→ **Source**:
# aba crank sensor harness plug source



## weeblebiker (Apr 3, 2003)

so now I know the crank sensor 3 pin connector is slightly bigger (.933" wide 6mm pin center to center) than the standard 3 pin connectors (.850" wide 5mm pin center to center) in the engine bay. 

anyone have or know a source for one for my ms harness?









my vr sensor plug next to white vr harness recepticle 









edited to add pics


----------



## bonesaw (Aug 8, 2004)

The aba and vr6 connector is different.


----------



## weeblebiker (Apr 3, 2003)

good to know


----------



## bonesaw (Aug 8, 2004)

same amount of pins ans length just different keyways.


----------



## Prof315 (Jan 5, 2009)

weeblebiker said:


> so now I know the crank sensor 3 pin connector is slightly bigger than the other 3 pin connectors in the engine bay.
> 
> anyone have or know a source for one for my ms harness?


I have several


----------



## weeblebiker (Apr 3, 2003)

the one pro315 sent me was the standard .850" wide with 2 slots. I need a .933" wide with 2 slots


----------



## need_a_VR6 (May 19, 1999)

What color is your sensor plug?


----------



## weeblebiker (Apr 3, 2003)

it is a black connector with 2 key ridges and is definitely wider than the standard connector but looks identical.

I'll take a caliper and get the pin center to center dimension, looks to be the standard 5mm, just a slightly bigger housing. can't find anything that size in the tyco/amp junior power timer cataloge


----------



## -RalleyTuned- (Nov 17, 2008)

→ **Information shown**:
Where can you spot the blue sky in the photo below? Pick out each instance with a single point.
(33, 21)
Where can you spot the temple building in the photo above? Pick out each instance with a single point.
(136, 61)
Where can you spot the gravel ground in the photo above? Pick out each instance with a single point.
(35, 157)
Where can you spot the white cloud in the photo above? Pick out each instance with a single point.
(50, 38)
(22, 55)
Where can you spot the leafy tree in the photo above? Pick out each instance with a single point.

---

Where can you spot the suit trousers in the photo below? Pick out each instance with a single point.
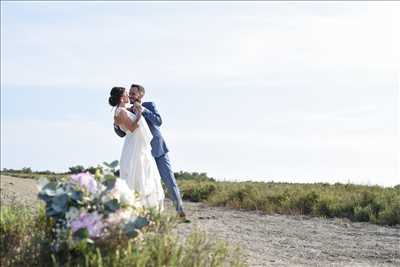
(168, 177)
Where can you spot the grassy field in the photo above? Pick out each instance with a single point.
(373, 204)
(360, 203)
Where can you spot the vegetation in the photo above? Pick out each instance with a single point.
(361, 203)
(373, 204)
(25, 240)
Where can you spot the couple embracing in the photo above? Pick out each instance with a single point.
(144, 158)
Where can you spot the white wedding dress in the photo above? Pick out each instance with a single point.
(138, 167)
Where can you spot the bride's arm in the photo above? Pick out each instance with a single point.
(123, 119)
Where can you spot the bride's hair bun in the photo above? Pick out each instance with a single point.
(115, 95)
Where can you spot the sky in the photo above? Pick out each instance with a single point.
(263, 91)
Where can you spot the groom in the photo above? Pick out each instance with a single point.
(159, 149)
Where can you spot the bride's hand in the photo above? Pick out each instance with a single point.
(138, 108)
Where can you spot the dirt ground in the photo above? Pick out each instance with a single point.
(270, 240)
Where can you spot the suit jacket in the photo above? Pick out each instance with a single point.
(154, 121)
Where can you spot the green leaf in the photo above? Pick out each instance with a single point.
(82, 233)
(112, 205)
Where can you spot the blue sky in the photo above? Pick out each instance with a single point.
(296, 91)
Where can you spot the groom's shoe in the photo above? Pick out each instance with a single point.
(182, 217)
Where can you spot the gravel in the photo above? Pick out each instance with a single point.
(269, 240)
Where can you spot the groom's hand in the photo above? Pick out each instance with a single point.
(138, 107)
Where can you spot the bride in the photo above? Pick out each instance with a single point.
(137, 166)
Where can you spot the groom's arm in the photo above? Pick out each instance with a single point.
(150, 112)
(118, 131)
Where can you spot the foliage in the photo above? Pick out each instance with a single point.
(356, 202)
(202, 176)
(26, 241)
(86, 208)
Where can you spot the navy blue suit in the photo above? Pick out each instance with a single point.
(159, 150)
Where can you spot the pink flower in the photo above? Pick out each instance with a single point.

→ **Exercise task 1**:
Please answer these questions about the crank sensor connector thread:
(a) How wide is the standard 3 pin connector in the engine bay?
(b) According to bonesaw, what is different between the aba and vr6 connectors?
(c) What color is weeblebiker's sensor plug?
→ **Exercise task 2**: Carry the crank sensor connector thread forward from the point where it stops.
You won't need the material to do this part.

→ **Exercise output 1**:
(a) .850" wide, with 5mm pin center to center.
(b) The keyways; they have the same number of pins and the same length.
(c) Black.

→ **Exercise output 2**:
iirc its the same size as the Passat Auto TB tps plug. I was able to get them from 034 EFI. Those guys are great with knowing the right sizes on those. They sent the pins as well and were really easy to work with.


----------



## weeblebiker (Apr 3, 2003)

the crank sensor has a 6mm pin center to center dmension instead of the standard 5mm center to center


----------



## -RalleyTuned- (Nov 17, 2008)

So does the passat auto tps


----------



## Sparknock (Feb 25, 2004)

that's an easy one junk yard. i bought a whole harness for 25 bux front to rear!!! i was out there for the whole day. i thing the lady there felt bad for me. maybe that's why it was so cheap


----------



## weeblebiker (Apr 3, 2003)

the yards around here only buy and carry both kinds,,,,,ford And chevy:banghead:


----------



## -RalleyTuned- (Nov 17, 2008)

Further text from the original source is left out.